HETTINGER – Adams County residents may see a different view when they look out their windows in a few years.
County commissioners approved a conditional use permit for Global Winds Harvest, Inc. (a privately owned United States wind energy company based in New York) to construct a meteorological tower five miles north of Hettinger at a meeting Tuesday at the Adams County Courthouse in Hettinger.
County Commission Vice Chairman Gene Seamands said Global Winds Harvest contacted the county about the project earlier this year.
“The tower will monitor wind activity in the area for three years,” said County Commission Chairman Chuck Christman.
Christman said the results of the study will determine whether constructing wind towers in Adams County is a viable option.
“I lean both ways,” Seamands said. “I don’t know if it’s good or bad. I’d rather see oil wells than towers.”
Calls to Global Wind Harvest were not returned Tuesday.
According to its website winds should be at least 17 mph, existing transmission lines should be within at least 5 to 10 miles of the wind resource area, and about 60 to 100 acres of land are needed per turbine for a viable wind power project.

== DIRECTIONS ==
a: Say whether each statement agrees with the article on the Adams County wind tower permit, and quote the words from the article that decide it: (i) The tower will monitor wind activity for three years. (ii) Seamands said he would rather see towers than oil wells. (iii) The tower will be built five miles south of Hettinger.
b: Pick up the article on the Adams County wind tower permit after its last sentence and carry it on.
These data entries are not needed.

(Data entries extracted)
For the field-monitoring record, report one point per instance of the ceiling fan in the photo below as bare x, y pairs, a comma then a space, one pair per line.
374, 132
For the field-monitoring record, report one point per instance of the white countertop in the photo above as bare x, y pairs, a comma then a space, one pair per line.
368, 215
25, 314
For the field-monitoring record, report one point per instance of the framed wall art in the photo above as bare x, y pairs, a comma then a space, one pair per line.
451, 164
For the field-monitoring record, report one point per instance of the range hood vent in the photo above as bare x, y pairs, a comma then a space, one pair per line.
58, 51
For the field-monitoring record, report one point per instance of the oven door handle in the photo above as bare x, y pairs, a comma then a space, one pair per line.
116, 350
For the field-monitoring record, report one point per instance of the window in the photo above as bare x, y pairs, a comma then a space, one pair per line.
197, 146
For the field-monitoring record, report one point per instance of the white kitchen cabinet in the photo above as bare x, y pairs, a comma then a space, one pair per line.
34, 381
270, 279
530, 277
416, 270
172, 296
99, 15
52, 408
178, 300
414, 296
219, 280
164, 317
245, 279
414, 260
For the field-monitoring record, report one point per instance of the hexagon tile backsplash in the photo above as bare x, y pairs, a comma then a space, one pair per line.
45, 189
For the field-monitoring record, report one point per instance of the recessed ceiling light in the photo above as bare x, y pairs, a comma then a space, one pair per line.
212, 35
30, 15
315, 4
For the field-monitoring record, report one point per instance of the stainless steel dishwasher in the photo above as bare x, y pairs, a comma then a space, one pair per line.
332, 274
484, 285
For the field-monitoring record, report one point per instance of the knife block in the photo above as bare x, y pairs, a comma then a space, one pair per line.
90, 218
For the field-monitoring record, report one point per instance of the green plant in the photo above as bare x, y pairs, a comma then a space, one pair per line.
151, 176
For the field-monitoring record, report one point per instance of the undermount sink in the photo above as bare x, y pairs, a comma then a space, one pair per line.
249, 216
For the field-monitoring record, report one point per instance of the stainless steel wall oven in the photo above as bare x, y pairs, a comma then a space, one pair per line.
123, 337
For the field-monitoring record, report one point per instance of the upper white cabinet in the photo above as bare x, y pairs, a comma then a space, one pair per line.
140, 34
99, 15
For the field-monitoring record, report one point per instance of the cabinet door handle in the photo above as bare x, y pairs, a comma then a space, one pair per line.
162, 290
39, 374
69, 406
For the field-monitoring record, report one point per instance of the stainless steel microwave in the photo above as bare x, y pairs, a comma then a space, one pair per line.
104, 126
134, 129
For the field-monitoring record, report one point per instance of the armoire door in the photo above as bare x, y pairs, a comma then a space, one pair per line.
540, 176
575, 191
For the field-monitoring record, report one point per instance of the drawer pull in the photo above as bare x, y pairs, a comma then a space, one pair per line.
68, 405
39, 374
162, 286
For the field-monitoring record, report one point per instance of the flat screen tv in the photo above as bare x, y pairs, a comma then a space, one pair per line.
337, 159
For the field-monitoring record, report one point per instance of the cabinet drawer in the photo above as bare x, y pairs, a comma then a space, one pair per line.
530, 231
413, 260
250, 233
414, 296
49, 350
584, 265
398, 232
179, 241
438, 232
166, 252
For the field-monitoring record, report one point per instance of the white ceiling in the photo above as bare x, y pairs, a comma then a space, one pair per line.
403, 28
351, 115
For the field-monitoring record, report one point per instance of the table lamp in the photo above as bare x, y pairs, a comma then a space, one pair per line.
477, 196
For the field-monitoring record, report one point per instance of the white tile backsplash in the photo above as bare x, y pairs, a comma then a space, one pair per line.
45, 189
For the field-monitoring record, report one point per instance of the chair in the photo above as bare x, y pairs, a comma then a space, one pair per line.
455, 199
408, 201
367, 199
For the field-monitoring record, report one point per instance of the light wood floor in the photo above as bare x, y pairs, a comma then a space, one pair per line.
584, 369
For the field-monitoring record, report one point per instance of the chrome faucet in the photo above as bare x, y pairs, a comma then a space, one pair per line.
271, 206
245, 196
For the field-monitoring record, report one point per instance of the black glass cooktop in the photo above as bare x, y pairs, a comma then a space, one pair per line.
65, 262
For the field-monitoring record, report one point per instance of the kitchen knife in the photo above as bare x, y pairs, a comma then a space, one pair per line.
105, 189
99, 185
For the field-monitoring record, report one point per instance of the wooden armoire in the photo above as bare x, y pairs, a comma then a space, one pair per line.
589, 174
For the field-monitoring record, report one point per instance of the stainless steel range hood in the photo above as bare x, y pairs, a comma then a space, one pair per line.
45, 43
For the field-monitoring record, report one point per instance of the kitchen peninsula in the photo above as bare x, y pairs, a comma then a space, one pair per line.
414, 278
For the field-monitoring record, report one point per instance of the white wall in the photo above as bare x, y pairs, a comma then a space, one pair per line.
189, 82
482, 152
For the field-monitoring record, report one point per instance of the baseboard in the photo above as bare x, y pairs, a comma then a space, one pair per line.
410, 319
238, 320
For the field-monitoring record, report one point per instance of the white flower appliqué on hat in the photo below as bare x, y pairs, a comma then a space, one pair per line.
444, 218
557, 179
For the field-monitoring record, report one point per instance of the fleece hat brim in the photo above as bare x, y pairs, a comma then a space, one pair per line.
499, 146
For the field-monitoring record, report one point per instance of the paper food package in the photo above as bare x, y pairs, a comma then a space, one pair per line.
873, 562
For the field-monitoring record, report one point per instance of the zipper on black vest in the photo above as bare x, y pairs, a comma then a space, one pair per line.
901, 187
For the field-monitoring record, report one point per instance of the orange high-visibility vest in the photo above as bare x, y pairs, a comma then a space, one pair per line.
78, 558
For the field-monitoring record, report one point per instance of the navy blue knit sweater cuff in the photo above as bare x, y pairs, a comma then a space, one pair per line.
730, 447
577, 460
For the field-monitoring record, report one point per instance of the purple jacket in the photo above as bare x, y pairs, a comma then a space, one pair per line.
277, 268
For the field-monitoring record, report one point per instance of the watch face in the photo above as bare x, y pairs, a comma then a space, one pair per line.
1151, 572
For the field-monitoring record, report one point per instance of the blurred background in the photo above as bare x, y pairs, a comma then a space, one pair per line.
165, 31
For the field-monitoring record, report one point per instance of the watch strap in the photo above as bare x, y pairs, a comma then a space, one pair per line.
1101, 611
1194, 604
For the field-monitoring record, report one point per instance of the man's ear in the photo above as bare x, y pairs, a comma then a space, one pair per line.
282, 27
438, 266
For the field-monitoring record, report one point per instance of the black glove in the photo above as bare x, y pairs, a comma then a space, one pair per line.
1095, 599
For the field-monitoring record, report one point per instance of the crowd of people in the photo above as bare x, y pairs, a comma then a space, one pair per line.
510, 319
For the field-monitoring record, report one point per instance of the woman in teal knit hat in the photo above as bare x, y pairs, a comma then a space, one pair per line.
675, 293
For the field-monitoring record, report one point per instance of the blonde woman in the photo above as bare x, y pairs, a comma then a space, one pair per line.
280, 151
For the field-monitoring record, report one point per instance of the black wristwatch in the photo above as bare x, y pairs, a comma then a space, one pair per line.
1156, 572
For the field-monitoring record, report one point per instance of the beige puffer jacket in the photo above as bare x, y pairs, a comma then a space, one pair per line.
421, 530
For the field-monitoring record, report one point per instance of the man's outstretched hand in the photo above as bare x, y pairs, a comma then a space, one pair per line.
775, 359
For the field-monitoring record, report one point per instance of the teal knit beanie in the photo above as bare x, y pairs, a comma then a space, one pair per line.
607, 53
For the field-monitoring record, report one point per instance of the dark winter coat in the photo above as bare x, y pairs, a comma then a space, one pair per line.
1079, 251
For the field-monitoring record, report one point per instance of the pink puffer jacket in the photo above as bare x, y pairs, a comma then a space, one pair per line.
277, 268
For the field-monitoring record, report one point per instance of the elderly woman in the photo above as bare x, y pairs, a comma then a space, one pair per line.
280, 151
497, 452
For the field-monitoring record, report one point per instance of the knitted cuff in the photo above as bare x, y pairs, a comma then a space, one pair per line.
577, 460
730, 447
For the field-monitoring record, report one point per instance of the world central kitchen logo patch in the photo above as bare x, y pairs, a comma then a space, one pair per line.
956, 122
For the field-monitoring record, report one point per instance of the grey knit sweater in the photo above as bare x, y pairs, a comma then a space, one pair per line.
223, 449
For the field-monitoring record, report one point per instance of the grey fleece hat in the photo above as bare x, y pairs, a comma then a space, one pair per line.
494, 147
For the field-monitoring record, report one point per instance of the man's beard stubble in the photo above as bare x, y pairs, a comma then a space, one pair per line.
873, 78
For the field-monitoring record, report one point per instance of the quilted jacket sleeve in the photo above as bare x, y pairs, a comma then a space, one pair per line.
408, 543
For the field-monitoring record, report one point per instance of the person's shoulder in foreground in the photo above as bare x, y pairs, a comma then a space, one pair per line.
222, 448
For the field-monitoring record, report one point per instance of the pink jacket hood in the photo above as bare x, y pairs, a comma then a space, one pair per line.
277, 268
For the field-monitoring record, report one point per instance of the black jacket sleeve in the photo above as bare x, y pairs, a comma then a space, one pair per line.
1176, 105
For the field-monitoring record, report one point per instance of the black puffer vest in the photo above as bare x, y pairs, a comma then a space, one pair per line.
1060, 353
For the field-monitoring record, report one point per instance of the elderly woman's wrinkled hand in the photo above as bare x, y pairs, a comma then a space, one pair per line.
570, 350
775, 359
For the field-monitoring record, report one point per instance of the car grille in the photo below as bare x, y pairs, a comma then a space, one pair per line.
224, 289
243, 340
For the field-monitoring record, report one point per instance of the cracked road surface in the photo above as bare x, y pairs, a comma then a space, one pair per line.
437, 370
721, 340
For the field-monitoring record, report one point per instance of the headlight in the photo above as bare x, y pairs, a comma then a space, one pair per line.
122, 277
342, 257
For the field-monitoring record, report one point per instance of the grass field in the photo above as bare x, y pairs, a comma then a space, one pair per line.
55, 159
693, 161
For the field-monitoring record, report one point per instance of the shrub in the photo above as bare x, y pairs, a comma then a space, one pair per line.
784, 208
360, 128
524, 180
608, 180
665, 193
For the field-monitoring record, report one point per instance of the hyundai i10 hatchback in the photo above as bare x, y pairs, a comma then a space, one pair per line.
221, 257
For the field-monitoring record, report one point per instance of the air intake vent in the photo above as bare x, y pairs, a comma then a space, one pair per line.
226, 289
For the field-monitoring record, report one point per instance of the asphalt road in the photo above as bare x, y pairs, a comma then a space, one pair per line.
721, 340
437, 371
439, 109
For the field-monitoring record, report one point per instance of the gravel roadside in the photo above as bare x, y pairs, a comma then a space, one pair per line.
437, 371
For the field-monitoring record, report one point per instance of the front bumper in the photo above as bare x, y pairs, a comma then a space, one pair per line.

== TASK ANSWERS ==
a:
(i) Yes: "The tower will monitor wind activity in the area for three years"
(ii) No: "I’d rather see oil wells than towers."
(iii) No: "five miles north of Hettinger"

b:
Other considerations Global Winds Harvest will use to make the decision include the need to minimize environmental constraints (avoiding sensitive ecological resources, airports, high-density residential areas), the availability of potential power buyers and transportation accessibility (the ability to safely and economically move turbines and cranes to the project area).
Other items of business discussed at Tuesday’s meeting include:
– The Commission approved the TWRx discount program for the county. Thrifty White wholly owns its subsidiary TWRx LLC, a Minnesota and North Dakota-based pharmacy benefit management company.
The program offers free discount cards to county residents. The cards can be used at participating pharmacies on human and pet medication, according to the TWRx website.
– Kathy Vliem was sworn in as a county commissioner. It is believed that she is the first woman to serve on the Commission.
– The Commission said time is up for farmers to get their bales out of the ditches. According to the North Dakota Century Code the bales were supposed to be removed by Oct. 15.
“They pose a safety risk, both to county workers doing snow removal and drivers who may end up in the ditch,” Theo Schalesky, Adams County highway superintendent, said.